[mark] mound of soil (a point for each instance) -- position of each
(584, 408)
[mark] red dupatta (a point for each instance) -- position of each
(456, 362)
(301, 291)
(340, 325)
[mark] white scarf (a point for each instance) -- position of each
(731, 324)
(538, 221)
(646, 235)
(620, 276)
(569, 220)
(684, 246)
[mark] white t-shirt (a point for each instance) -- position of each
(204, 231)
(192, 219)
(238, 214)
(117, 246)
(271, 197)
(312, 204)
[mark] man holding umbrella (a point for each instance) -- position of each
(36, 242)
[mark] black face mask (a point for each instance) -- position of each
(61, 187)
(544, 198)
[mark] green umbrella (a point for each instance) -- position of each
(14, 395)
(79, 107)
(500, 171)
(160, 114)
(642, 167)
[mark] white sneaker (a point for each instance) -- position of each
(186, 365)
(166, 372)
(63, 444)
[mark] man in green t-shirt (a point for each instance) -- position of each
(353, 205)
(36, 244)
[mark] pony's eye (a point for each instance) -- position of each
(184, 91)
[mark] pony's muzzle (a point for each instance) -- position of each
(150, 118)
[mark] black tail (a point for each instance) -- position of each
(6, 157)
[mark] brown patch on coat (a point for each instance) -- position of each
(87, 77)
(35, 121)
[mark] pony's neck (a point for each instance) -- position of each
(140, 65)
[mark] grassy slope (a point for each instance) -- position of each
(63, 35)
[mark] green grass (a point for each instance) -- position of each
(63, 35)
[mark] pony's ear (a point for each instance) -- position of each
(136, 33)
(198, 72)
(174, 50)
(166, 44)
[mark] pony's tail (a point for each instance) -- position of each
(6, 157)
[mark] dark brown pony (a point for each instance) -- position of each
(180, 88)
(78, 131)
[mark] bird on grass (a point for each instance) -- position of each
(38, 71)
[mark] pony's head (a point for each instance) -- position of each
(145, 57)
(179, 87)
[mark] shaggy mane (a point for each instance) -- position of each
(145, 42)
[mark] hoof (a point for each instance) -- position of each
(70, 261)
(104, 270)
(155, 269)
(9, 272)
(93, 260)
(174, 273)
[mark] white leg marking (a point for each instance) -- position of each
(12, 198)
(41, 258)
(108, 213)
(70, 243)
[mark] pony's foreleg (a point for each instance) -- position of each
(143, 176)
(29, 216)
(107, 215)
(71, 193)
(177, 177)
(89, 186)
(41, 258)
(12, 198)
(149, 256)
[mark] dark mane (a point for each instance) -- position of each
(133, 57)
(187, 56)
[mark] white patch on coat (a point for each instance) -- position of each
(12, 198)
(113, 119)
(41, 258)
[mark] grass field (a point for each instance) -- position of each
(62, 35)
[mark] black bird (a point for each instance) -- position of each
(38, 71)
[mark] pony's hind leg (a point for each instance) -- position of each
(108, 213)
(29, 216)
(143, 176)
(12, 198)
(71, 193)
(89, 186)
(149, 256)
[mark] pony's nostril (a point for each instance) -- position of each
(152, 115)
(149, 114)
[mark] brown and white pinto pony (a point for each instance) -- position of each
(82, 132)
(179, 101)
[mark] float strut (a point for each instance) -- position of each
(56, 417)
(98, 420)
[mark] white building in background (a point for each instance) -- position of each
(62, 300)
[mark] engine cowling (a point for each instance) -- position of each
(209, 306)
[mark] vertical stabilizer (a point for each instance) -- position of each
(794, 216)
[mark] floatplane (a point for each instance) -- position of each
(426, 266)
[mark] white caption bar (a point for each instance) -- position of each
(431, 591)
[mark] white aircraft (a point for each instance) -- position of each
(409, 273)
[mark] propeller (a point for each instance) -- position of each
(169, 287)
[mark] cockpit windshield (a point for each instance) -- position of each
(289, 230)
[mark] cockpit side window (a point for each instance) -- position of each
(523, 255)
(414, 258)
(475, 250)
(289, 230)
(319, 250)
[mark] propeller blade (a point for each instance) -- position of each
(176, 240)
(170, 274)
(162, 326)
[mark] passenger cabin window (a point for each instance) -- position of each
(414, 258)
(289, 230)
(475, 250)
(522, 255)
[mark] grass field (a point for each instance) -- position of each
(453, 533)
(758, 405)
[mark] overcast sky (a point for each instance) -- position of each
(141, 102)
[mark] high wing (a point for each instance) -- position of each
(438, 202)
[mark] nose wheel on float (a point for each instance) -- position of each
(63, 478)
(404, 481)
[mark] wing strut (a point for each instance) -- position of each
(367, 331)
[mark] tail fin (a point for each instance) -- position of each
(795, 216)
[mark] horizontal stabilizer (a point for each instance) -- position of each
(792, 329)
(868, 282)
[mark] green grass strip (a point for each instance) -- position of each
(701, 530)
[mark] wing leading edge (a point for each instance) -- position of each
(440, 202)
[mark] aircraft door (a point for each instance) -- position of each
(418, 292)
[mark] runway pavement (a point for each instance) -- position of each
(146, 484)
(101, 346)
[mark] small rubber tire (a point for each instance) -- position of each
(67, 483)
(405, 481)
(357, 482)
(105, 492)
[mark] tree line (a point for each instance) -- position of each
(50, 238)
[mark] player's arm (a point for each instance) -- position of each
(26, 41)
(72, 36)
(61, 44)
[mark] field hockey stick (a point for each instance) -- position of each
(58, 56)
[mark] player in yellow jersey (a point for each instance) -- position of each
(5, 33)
_____
| PROBLEM |
Only the lines from the one containing "[mark] nose wheel" to the end of the data should be printed, exactly as they stand.

| ANSWER |
[mark] nose wheel on float (a point for each instance) -- position of each
(63, 478)
(404, 481)
[mark] wing strut (a point for each instance) -- position of each
(367, 331)
[mark] tail fin (a point for each instance) -- position of each
(795, 216)
[mark] horizontal stabilizer (a point for each instance) -- position of each
(792, 329)
(868, 282)
[mark] green grass strip (a point for each instance) -- position of each
(701, 530)
[mark] wing leading edge (a point for each instance) -- position of each
(440, 202)
[mark] aircraft door (a point for each instance) -- position of each
(418, 292)
[mark] runway pavement (a point for each instance) -- position of each
(146, 484)
(101, 346)
[mark] small rubber tire (a point for each instance) -- position of each
(67, 483)
(405, 481)
(357, 482)
(105, 492)
[mark] tree line (a point for each instance) -- position of each
(50, 238)
[mark] player's arm (a point for each instance) -- position of each
(26, 41)
(72, 36)
(61, 44)
[mark] field hockey stick (a point for each instance) -- position of each
(58, 56)
[mark] player in yellow jersey (a point for each instance) -- position of each
(5, 33)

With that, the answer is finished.